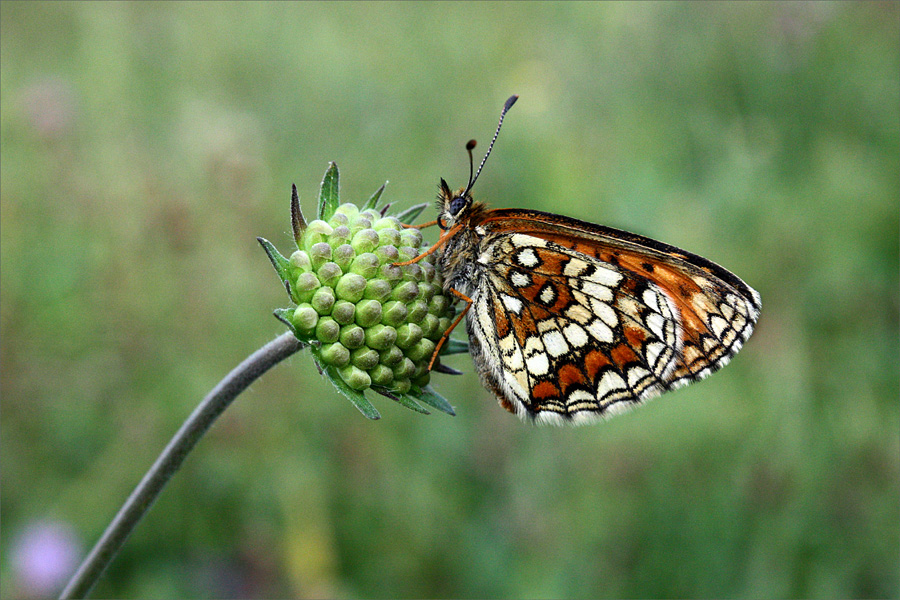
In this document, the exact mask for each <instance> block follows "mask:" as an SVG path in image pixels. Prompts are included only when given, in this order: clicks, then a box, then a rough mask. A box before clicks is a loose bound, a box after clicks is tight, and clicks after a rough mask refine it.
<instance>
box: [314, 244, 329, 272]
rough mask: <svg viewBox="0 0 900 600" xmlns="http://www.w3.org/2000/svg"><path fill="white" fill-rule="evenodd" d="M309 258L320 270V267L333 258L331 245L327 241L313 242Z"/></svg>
mask: <svg viewBox="0 0 900 600" xmlns="http://www.w3.org/2000/svg"><path fill="white" fill-rule="evenodd" d="M309 259H310V260H311V261H312V263H313V269H316V270H318V268H319V267H321V266H322V265H324V264H325V263H326V262H328V261H329V260H331V246H329V245H328V243H326V242H319V243H318V244H313V245H312V247H311V248H310V249H309Z"/></svg>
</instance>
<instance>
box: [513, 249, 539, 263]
mask: <svg viewBox="0 0 900 600" xmlns="http://www.w3.org/2000/svg"><path fill="white" fill-rule="evenodd" d="M516 261H517V262H518V263H519V264H520V265H522V266H523V267H536V266H537V264H538V262H539V261H538V258H537V254H535V253H534V250H533V249H531V248H525V249H524V250H522V251H521V252H519V254H518V255H517V256H516Z"/></svg>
━━━━
Try it: In the copy, include all records verbatim but no images.

Output of the exercise:
In this document, the exact mask for each <instance> block follows "mask:" as an SVG path in image pixels. Prompts are included only when given, in this order: clicks, then a box, then a rough mask. A box before clicks is a loose bound, a box after clicks is tight, and clicks after a rough mask refine it.
<instance>
box: [314, 244, 329, 272]
rough mask: <svg viewBox="0 0 900 600" xmlns="http://www.w3.org/2000/svg"><path fill="white" fill-rule="evenodd" d="M309 258L320 270V267L333 258L331 245L327 241L313 242Z"/></svg>
mask: <svg viewBox="0 0 900 600" xmlns="http://www.w3.org/2000/svg"><path fill="white" fill-rule="evenodd" d="M309 259H310V260H311V261H312V263H313V269H316V270H318V268H319V267H321V266H322V265H324V264H325V263H326V262H328V261H329V260H331V246H329V245H328V243H326V242H319V243H318V244H313V245H312V247H311V248H310V249H309Z"/></svg>
</instance>
<instance>
box: [513, 249, 539, 263]
mask: <svg viewBox="0 0 900 600" xmlns="http://www.w3.org/2000/svg"><path fill="white" fill-rule="evenodd" d="M516 261H517V262H518V263H519V264H520V265H522V266H523V267H536V266H537V264H538V262H539V261H538V258H537V254H535V253H534V250H533V249H531V248H525V249H524V250H522V251H521V252H519V254H518V255H517V256H516Z"/></svg>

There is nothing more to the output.